=== What is required ===
Find the line in the entries below that contains "TASK = locate one point per instance of the dirt". Repeat it exactly, and every line after it through the line that contains "TARGET = ground covered in seaweed".

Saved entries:
========================================================================
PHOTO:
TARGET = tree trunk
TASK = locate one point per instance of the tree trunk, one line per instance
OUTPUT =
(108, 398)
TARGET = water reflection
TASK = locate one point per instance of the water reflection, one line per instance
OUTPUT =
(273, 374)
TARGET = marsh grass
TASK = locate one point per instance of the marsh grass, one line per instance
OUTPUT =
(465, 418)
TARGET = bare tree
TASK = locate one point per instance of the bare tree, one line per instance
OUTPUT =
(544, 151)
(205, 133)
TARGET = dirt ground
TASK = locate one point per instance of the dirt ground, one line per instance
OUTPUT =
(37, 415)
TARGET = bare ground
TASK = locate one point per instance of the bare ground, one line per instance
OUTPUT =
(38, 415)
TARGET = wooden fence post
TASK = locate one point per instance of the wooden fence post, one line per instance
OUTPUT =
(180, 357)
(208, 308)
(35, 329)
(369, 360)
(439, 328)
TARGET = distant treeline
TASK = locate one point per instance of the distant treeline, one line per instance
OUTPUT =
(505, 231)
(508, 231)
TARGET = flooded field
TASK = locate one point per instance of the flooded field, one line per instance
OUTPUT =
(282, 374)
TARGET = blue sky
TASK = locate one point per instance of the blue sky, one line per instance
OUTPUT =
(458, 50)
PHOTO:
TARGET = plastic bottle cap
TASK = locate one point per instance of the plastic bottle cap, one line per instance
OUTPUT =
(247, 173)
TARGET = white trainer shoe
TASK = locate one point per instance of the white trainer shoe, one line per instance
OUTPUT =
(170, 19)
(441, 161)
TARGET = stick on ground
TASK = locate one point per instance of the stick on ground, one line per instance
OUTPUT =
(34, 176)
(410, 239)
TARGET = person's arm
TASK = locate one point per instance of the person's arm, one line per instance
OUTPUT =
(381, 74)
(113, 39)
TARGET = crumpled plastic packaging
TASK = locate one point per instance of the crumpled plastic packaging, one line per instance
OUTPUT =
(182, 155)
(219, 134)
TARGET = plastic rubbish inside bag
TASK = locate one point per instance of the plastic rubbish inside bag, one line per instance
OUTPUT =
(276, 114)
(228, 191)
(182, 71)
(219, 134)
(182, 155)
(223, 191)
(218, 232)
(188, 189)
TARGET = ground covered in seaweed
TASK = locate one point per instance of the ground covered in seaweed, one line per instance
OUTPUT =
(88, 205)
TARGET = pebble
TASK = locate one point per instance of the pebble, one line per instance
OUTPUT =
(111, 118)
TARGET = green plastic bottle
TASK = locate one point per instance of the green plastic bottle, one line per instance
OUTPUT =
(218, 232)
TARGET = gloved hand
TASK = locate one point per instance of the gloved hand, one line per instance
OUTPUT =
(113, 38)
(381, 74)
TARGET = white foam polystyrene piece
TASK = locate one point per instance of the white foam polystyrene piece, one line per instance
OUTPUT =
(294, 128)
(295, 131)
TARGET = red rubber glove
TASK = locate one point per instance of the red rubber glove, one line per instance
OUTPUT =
========================================================================
=== Completed task ===
TASK = locate one point per instance of the dirt ground, one line per instance
OUTPUT =
(37, 415)
TARGET = bare ground
TASK = locate one point per instance of the bare ground, one line per instance
OUTPUT =
(38, 415)
TARGET = wooden fence post
TASK = locate one point per instance of the wooden fence post, one line per instance
OUTPUT =
(180, 357)
(208, 308)
(35, 329)
(369, 360)
(439, 328)
TARGET = distant treeline
TASK = locate one point per instance of the distant treeline, one line per instance
OUTPUT =
(505, 231)
(508, 231)
TARGET = flooded field
TASK = locate one point per instance of the flooded field, one line per instance
OUTPUT =
(282, 374)
TARGET = blue sky
TASK = locate one point per instance of the blue sky, one line per instance
OUTPUT =
(458, 50)
PHOTO:
TARGET = plastic bottle cap
TASK = locate one point per instance of the plastic bottle cap, one line per instance
OUTPUT =
(247, 173)
TARGET = white trainer shoe
TASK = locate one point per instance of the white trainer shoe, one line per instance
OUTPUT =
(170, 19)
(441, 161)
TARGET = stick on ground
TASK = locate one point per instance of the stick on ground, one line per instance
OUTPUT =
(34, 176)
(410, 239)
TARGET = person's arm
TASK = locate one point per instance of the person's arm, one line per instance
OUTPUT =
(381, 74)
(113, 39)
TARGET = crumpled plastic packaging
TASK = locate one point per instance of the crumpled plastic packaging, one line per instance
OUTPUT =
(182, 155)
(219, 134)
TARGET = plastic rubbish inside bag
TASK = locate one point per instance of the plastic rubbish inside bag, one line per instance
OUTPUT =
(276, 114)
(228, 191)
(182, 71)
(219, 134)
(182, 155)
(223, 191)
(218, 232)
(188, 189)
TARGET = ground covered in seaweed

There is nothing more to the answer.